• **Text shown**

• • • • •

Any child who currently is receiving money to attend a private school under Republican Gov. Doug Ducey’s disputed program that uses federal COVID-19 relief money to pay for the vouchers would be included. Just 134 were as of last Tuesday, according to the governor’s office.

Rounding out the expansion would be students who attend any district that needs a new school because of enrollment growth. Schools that get more money per student than state universities charge for tuition also are in, a provision that covers nearly a third of all students in Arizona.

Boyer, the main bill’s sponsor, said he wants to give children in schools that do not meet their needs a chance to get a better education.

Republican Sen. Vince Leach said parents upset with the teaching of divisive subjects and COVID-19 restrictions are already leaving public schools, whether vouchers expand or not.

“Parents are not walking from what we know as public, and I will call it government, schools,” Leach said. “They are running; they’re absolutely, absolutely running.”

• • • • •

(Point localization data)
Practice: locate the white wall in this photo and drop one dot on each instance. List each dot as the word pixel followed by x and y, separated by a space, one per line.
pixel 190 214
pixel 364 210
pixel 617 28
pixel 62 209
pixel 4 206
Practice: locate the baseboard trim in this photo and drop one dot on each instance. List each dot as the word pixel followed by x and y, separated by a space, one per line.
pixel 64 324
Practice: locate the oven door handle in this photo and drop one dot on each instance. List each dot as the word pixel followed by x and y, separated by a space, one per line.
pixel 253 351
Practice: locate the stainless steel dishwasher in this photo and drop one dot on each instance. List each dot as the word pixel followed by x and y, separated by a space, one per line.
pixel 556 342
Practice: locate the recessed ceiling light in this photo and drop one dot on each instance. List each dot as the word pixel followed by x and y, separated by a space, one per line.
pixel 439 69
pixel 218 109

• • • • •

• **Tasks to carry out**
• a. Using the Arizona voucher article, answer each question:
(i) How many children were receiving money under Gov. Doug Ducey's program as of last Tuesday, according to the governor's office?
(ii) Roughly what share of all Arizona students does the provision about schools that get more money per student than state university tuition cover?
(iii) Which senator said parents are "absolutely running" from public schools?
• b. Can you extend the article on Arizona's voucher expansion, beginning after Leach's final quote?
You won't need the records for anything here.

• **Written responses**
• a.
(i) 134
(ii) Nearly a third
(iii) Republican Sen. Vince Leach

• b.
But Quezada said that proves there’s no need to provide vouchers, since open enrollment and other state policies allow students to go to any traditional public school or charter school.

“School choice is already here,” Quezada said. “No need to expand school choice. All right. We’ve done it. Good job.”

About 10,500 Arizona students currently getting Empowerment Scholarship Account vouchers cost the state about $150 million a year. More than half are disabled.

Under the program, parents get 90% of the state funds that normally go to their local public school to use for private school tuition and other education costs. Disabled students can receive up to $40,000 for specialized therapy.